* Goal of the exercise:
Reproduce verbatim the lines from the one containing "outline small pebble" through the one containing "16 231 L 16", including both of those lines.

• • • • •

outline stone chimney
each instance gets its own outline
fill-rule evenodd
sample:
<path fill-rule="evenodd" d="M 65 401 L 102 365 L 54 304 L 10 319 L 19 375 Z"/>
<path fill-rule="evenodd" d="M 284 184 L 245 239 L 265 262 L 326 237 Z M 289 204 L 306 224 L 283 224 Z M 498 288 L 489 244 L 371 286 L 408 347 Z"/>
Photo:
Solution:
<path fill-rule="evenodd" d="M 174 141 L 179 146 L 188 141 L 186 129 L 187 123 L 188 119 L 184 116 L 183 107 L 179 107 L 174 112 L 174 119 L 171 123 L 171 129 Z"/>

• • • • •

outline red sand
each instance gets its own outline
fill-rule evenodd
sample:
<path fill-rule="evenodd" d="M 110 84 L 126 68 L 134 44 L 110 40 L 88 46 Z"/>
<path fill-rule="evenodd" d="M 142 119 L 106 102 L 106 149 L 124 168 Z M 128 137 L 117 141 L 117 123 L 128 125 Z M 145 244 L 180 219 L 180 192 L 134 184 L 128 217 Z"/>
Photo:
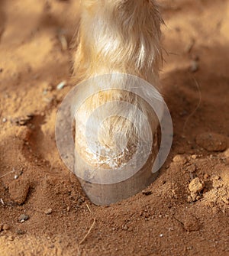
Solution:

• • • • •

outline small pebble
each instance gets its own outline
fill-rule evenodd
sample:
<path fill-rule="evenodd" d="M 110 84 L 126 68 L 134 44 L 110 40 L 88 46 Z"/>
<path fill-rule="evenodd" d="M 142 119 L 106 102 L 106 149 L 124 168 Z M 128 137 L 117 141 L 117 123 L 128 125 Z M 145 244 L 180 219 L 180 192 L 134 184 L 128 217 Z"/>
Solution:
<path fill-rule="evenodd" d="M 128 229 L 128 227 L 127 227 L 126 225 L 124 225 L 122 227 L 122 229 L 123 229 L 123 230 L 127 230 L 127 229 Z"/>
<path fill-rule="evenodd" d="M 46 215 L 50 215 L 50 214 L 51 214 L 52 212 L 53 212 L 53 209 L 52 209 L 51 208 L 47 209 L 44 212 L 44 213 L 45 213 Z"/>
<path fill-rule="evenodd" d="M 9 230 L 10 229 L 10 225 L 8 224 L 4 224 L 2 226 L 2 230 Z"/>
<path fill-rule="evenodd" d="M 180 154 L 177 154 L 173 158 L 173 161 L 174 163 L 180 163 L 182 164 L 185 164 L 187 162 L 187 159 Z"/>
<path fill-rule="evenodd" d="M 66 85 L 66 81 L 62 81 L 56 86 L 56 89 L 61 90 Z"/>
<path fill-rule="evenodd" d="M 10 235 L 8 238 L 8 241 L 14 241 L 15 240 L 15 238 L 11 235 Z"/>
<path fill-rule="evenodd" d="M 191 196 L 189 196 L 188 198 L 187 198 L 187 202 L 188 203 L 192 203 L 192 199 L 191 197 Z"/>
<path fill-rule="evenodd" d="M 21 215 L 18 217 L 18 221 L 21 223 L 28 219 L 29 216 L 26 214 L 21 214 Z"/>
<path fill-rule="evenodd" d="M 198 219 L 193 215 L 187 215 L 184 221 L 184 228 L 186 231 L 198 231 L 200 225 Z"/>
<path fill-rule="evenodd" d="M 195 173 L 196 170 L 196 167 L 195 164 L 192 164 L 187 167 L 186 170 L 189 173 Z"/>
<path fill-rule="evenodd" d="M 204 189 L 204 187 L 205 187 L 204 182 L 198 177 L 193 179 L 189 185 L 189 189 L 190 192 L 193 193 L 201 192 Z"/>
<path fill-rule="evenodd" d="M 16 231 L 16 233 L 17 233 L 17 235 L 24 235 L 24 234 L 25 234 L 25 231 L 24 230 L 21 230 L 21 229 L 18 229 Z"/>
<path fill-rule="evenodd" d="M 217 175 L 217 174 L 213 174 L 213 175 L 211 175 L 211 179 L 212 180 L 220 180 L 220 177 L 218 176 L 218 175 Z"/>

• • • • •

* In response:
outline small pebble
each instance gets its own outline
fill-rule evenodd
sample:
<path fill-rule="evenodd" d="M 110 84 L 126 68 L 134 44 L 110 40 L 88 46 Z"/>
<path fill-rule="evenodd" d="M 142 119 L 106 102 L 106 149 L 124 168 Z M 128 137 L 117 141 L 117 123 L 128 125 Z M 145 244 L 180 219 L 180 192 L 134 184 L 128 217 Z"/>
Solution:
<path fill-rule="evenodd" d="M 128 229 L 128 227 L 127 227 L 126 225 L 124 225 L 122 227 L 122 229 L 123 229 L 123 230 L 127 230 L 127 229 Z"/>
<path fill-rule="evenodd" d="M 46 215 L 50 215 L 50 214 L 51 214 L 52 212 L 53 212 L 53 209 L 52 209 L 51 208 L 47 209 L 44 212 L 44 213 L 45 213 Z"/>
<path fill-rule="evenodd" d="M 9 230 L 10 229 L 10 225 L 8 224 L 4 224 L 2 226 L 2 230 Z"/>
<path fill-rule="evenodd" d="M 180 154 L 177 154 L 173 158 L 173 161 L 174 163 L 180 163 L 182 164 L 185 164 L 187 162 L 187 159 Z"/>
<path fill-rule="evenodd" d="M 66 85 L 66 81 L 62 81 L 56 86 L 56 89 L 61 90 Z"/>
<path fill-rule="evenodd" d="M 10 235 L 8 238 L 8 241 L 14 241 L 15 240 L 15 238 L 11 235 Z"/>
<path fill-rule="evenodd" d="M 191 196 L 189 196 L 188 198 L 187 198 L 187 202 L 188 203 L 192 203 L 192 199 L 191 197 Z"/>
<path fill-rule="evenodd" d="M 21 215 L 18 217 L 18 221 L 21 223 L 28 219 L 29 216 L 26 214 L 21 214 Z"/>
<path fill-rule="evenodd" d="M 198 219 L 193 215 L 187 215 L 184 221 L 184 228 L 186 231 L 198 231 L 200 225 Z"/>
<path fill-rule="evenodd" d="M 195 173 L 196 170 L 196 167 L 195 164 L 192 164 L 187 167 L 186 170 L 189 173 Z"/>
<path fill-rule="evenodd" d="M 204 189 L 204 187 L 205 187 L 204 182 L 198 177 L 193 179 L 189 185 L 189 189 L 190 192 L 193 193 L 201 192 Z"/>
<path fill-rule="evenodd" d="M 16 231 L 16 233 L 17 233 L 17 235 L 24 235 L 24 234 L 25 234 L 25 231 L 24 230 L 21 230 L 21 229 L 18 229 Z"/>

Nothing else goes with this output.